TASK BRIEF: Copy out all of the material exactly as presented.

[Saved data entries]

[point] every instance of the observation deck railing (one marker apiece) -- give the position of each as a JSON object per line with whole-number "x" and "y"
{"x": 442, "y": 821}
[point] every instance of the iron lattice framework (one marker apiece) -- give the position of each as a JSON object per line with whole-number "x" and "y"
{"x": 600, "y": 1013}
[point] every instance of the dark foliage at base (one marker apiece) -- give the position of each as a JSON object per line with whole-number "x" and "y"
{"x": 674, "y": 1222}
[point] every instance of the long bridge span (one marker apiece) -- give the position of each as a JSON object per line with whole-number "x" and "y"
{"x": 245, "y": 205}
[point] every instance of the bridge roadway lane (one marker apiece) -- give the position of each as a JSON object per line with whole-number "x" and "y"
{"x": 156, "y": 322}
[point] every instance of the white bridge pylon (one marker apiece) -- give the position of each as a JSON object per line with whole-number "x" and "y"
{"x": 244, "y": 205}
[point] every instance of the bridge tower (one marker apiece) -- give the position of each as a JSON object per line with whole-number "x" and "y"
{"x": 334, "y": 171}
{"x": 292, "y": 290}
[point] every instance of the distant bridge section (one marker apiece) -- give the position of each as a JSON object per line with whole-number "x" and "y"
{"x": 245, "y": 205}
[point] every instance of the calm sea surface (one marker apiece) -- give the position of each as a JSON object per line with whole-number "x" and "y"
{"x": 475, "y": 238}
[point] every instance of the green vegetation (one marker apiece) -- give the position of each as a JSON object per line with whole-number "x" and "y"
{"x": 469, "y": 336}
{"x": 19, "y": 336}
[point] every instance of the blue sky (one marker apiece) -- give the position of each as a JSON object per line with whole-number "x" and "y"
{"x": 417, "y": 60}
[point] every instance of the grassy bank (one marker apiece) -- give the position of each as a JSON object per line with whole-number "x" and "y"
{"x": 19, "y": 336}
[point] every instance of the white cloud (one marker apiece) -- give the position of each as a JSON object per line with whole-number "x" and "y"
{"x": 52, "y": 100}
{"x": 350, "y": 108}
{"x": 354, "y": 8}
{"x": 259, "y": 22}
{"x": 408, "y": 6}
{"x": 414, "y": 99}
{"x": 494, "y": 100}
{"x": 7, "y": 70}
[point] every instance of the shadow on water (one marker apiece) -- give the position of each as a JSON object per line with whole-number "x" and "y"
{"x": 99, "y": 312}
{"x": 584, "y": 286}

EXERCISE SOLUTION:
[point] every instance of the observation deck railing (one marker apiece) -- give the position of each as a JSON object per line with whole-number "x" and "y"
{"x": 442, "y": 821}
[point] every instance of the iron lattice framework (one marker apiece) -- give the position of each as a JSON object per line with whole-number "x" and "y"
{"x": 600, "y": 1013}
[point] every instance of the dark foliage at base (one marker apiece) -- give the position of each as a JSON object per line with whole-number "x" and "y"
{"x": 674, "y": 1222}
[point] every instance of the long bridge span (one marker apiece) -- give the position of each as a JSON object per line with whole-number "x" and "y"
{"x": 245, "y": 205}
[point] every instance of the bridge roadway lane (one marker apiece) -- give the position of each as a JSON object per line with whole-number "x" and "y"
{"x": 156, "y": 322}
[point] every instance of the white bridge pylon (one marker apiece) -- give the position of each as a JSON object per line with whole-number "x" and "y"
{"x": 244, "y": 205}
[point] every instance of the bridge tower (one marker apiece) -- give the position of each as a JSON object per line with whole-number "x" and "y"
{"x": 334, "y": 171}
{"x": 292, "y": 290}
[point] every instance of the distant bridge section (one marker apiece) -- give the position of each as a JSON object per line with whole-number "x" and "y"
{"x": 245, "y": 205}
[point] every instance of the calm sea surface (one marker apiece) -- give the position of each as a JSON object per line with whole-number "x" and "y"
{"x": 475, "y": 238}
[point] every instance of the green vegetation (one marker apiece) -- give the position of each as a JSON object per line with whole-number "x" and "y"
{"x": 469, "y": 336}
{"x": 19, "y": 336}
[point] every instance of the blue sky (one marker apiece) -- give the position of each as a JSON object per line with whole-number "x" and "y"
{"x": 417, "y": 60}
[point] every instance of the grassy bank (one marker apiece) -- give the position of each as a JSON object per line with whole-number "x" and "y"
{"x": 19, "y": 336}
[point] every instance of the white cloud (one marker apiece) -- give the position of each as a JSON object per line with whole-number "x" and "y"
{"x": 52, "y": 100}
{"x": 350, "y": 108}
{"x": 354, "y": 8}
{"x": 259, "y": 22}
{"x": 408, "y": 6}
{"x": 414, "y": 99}
{"x": 494, "y": 100}
{"x": 7, "y": 70}
[point] every instance of the shadow on water (one marker apiece) -- give the position of each as a JSON object per line with whole-number "x" and "y"
{"x": 99, "y": 312}
{"x": 584, "y": 286}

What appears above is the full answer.